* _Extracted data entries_
----------

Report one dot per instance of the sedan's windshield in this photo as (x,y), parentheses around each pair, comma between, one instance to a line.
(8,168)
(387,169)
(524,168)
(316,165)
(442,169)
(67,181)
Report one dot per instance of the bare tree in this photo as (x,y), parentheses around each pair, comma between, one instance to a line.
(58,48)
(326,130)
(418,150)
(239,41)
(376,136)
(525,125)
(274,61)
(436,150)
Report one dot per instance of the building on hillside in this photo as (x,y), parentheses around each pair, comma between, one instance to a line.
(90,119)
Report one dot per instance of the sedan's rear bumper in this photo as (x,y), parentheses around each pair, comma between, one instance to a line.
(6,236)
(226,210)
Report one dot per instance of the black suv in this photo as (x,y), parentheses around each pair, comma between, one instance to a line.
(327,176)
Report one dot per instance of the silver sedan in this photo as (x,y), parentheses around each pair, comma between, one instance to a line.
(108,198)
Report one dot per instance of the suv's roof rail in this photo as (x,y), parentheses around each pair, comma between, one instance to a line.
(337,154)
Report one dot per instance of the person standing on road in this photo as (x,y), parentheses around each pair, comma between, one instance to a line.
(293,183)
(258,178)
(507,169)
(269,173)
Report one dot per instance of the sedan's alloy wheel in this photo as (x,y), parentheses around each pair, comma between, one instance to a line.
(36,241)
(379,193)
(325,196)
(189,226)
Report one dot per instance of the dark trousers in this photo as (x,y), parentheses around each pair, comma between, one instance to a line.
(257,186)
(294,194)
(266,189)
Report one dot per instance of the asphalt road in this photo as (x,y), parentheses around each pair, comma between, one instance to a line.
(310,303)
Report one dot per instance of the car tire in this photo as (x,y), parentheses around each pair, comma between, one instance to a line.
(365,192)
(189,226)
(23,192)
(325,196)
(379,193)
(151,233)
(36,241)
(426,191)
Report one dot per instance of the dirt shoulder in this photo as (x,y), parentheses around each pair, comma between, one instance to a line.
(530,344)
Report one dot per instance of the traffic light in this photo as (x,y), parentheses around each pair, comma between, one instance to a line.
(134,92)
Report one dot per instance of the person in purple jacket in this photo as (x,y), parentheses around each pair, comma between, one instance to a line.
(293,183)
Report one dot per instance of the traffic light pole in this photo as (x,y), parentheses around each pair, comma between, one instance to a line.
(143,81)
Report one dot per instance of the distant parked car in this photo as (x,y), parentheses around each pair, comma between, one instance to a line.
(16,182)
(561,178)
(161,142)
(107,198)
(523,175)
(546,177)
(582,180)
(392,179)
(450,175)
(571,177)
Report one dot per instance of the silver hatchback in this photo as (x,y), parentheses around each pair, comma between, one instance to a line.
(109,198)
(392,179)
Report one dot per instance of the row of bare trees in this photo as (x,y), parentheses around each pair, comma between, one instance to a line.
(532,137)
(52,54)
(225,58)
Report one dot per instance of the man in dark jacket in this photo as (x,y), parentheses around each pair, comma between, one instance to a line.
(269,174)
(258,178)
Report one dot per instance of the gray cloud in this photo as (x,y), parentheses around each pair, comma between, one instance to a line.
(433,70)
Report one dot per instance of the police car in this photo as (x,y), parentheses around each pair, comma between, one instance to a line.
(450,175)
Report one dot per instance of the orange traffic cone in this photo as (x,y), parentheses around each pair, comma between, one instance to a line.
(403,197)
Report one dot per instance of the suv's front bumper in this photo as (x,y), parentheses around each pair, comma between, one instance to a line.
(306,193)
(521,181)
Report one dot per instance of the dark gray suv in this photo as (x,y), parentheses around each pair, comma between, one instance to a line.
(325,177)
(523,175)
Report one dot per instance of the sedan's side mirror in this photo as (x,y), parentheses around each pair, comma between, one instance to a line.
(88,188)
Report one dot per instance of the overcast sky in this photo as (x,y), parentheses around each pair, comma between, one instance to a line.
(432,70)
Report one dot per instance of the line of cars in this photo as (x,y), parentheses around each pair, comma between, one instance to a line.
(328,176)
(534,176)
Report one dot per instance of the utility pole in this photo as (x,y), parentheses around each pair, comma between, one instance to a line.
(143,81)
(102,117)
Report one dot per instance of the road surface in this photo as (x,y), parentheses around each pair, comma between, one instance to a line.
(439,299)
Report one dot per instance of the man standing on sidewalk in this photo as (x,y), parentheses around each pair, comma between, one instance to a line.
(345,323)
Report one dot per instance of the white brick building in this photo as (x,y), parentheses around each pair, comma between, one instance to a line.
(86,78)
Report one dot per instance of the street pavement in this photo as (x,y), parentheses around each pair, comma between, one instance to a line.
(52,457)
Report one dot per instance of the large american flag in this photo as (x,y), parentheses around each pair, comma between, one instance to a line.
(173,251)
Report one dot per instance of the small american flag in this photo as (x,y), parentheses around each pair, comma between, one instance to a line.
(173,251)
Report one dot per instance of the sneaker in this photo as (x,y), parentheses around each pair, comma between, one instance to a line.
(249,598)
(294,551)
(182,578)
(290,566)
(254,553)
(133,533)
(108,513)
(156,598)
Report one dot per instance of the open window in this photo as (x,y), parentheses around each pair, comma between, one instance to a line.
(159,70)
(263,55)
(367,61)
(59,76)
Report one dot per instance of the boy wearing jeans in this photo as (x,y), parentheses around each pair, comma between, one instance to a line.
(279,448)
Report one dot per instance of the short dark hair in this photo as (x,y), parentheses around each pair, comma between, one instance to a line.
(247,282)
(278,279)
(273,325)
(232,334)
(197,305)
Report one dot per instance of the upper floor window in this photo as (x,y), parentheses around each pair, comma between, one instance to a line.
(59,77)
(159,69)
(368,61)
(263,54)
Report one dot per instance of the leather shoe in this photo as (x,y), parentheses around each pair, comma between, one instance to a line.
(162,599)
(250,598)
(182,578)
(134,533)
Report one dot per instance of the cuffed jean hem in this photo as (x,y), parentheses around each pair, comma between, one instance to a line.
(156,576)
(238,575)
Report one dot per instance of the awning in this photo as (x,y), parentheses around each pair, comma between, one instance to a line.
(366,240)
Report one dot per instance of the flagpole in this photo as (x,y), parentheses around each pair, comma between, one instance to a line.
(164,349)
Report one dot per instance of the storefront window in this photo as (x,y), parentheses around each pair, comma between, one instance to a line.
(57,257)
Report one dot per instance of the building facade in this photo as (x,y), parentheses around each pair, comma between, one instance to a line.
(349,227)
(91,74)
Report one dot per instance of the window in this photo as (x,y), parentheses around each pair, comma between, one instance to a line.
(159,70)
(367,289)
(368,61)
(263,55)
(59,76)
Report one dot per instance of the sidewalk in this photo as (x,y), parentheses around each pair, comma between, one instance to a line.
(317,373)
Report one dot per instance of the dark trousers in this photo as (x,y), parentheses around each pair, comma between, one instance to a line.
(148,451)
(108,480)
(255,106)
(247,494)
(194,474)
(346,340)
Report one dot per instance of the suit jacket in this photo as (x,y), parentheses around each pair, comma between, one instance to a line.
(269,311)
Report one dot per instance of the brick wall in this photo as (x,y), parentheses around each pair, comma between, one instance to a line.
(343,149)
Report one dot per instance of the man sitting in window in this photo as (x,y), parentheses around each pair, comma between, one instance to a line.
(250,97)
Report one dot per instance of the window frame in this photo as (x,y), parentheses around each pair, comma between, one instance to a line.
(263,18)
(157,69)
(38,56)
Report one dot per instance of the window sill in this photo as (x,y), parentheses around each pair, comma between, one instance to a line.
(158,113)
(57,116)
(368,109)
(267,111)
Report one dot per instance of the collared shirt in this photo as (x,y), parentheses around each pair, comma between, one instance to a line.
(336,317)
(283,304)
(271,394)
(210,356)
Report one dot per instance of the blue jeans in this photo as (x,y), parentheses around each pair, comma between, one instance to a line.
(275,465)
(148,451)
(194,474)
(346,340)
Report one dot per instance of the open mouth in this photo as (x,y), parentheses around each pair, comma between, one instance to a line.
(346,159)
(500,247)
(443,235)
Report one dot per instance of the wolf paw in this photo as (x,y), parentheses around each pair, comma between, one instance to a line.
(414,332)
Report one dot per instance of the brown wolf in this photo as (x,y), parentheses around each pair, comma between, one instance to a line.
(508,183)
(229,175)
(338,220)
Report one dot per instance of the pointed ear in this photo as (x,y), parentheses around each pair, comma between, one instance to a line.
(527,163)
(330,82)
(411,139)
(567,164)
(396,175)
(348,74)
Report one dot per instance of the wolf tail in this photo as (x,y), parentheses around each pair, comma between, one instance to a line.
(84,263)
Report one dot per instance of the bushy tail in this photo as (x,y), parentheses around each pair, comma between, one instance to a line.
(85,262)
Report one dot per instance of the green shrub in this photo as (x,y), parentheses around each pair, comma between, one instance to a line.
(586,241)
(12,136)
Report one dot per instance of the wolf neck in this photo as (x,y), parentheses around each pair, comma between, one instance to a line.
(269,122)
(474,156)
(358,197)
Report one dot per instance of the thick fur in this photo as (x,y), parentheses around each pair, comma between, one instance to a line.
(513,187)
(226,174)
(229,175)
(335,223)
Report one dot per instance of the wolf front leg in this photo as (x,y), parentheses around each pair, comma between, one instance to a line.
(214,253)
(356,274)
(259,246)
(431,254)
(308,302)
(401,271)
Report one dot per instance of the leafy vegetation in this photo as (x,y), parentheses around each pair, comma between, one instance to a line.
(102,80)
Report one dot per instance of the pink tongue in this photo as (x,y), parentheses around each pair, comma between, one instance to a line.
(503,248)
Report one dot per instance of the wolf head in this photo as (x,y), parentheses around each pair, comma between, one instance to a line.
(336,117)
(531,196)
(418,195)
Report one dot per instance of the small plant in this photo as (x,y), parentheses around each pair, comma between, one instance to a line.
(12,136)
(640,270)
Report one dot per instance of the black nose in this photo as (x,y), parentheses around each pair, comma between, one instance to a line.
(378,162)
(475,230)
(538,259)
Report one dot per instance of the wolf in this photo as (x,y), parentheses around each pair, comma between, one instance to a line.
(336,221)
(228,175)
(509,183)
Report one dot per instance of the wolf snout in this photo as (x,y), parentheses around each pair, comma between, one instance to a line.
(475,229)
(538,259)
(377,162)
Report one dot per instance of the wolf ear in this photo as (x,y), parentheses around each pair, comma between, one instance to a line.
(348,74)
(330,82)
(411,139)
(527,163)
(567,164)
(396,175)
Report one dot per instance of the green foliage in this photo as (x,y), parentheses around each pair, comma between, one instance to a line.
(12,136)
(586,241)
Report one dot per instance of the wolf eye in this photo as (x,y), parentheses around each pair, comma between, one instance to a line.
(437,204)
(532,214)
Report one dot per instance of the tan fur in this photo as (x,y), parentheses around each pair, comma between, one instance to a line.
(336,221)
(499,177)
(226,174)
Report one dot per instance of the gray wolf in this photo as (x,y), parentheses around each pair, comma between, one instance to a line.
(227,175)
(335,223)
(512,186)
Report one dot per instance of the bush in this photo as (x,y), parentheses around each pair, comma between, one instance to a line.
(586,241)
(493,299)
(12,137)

----------

Reproduce the lines from the one containing "Report one dot per instance of the tan" to the end of the entries, keeping both ends and adding nothing.

Report one dot per instance of the tan fur in this photo as (x,y), parentheses around each pair, comma between, one instance to a line.
(336,221)
(499,177)
(226,174)
Report one dot per instance of the gray wolf in this photo as (x,y), parentheses around each pair, comma between, one instance to a line.
(227,175)
(335,223)
(512,186)
Report one dot per instance of the bush in this photo as (x,y), parentheses around each pair, comma between, one instance to a line.
(586,241)
(493,299)
(12,137)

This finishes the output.